◆ Stated goal ◆
List every character named in the forum post about Quetzal, whether person or god.

◆ Reading passage ◆
## BEGIN

Subject: Re: (urth) Quetzal in orbit

cilluff1@optonline.net wrote:

><<"'...Before Kypris manifested here on Scylsday, the Windows of our city 
>had been empty for decades.  I can't take credit for that, it wasn't my 
>doing.  But I've done everything in my power to prevent theophanies.  It 
>hasn't been much, but I've done what I could.  I proscribed human 
>sacrifice, and got it made law, for one thing.  I admit I'm proud of that.'"
>...>>>
>
>This is something that has puzzled me, although I have only just started
>reading Green so perhaps it becomes clear.  But, why did Quetzal try to
>prevent any more theophanies?
>

I think Quetzal wanted to prevent theophanies so that the populace 
wouldn't be informed that Pas was dead.  (Of course, this is exactly 
what happened when Echidna appeared at the Sun Street Manteion during 
Rose's funeral rites, even though very few people actually heard what 
she said.)  Quetzal wants the Plan of Pas carried out, and anything that 
could hinder that -- such as the other gods showing up in sacred windows 
and telling everybody that the Pas is dead -- is what he works against.

## END

◆ Information supplied ◆
## BEGIN

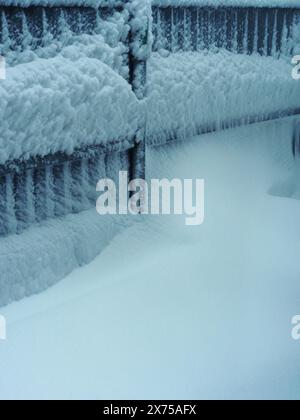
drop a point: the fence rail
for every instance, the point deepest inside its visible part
(245, 30)
(41, 187)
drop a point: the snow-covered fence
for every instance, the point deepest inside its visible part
(55, 144)
(186, 26)
(223, 63)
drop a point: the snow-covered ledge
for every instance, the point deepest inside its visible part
(236, 3)
(58, 3)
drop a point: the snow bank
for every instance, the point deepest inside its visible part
(45, 254)
(225, 86)
(228, 290)
(96, 3)
(59, 104)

## END

◆ Answer below ◆
Kypris, Quetzal, Pas, Echidna, Rose